__Directions__:
1) According to the watch forum thread, under what name does the eBay store selling DOX and Ti Sento automatics operate?
2) Copy the part of the watch forum thread from "Here's a have" up to and including "Brail, Ti Sento,...".

───── Document excerpt ─────

Here's a have a video on YT, looks like they are a mostly a fashion watch manufacturer:





The watches they make are branded DOX, Geiger, Paul Brail, Ti Sento,...

I've seen DOX and Ti Sento automatics, you can see them on ebay, their store is named "christianmode".
Now in the video they say they use Swiss and Japanese movements, but they probably use Chinese ones? For example for the below model they say its a "2510 automatic movement", which is Seagull?


----------



## gliderbee (Dec 28, 2014)

Try Tisell.kr. Really excellent watches. There's a thread in the Affordables section about them.

Stefan


Sent from my iPad using Tapatalk


----------



## titov (Sep 7, 2009)

Yea, I know Tisell, love their fliegers and their "Nomos/Antea" tribute. But those designes are reserved for German watches, Laco flieger and Stowa for the bauhaus design watch.

───── Data excerpt ─────

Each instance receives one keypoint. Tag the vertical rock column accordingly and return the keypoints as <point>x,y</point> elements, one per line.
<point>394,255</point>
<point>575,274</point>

─────

__Answers to the problems__:
1) The store is named "christianmode".

2)
Here's a have a video on YT, looks like they are a mostly a fashion watch manufacturer:





The watches they make are branded DOX, Geiger, Paul Brail, Ti Sento,...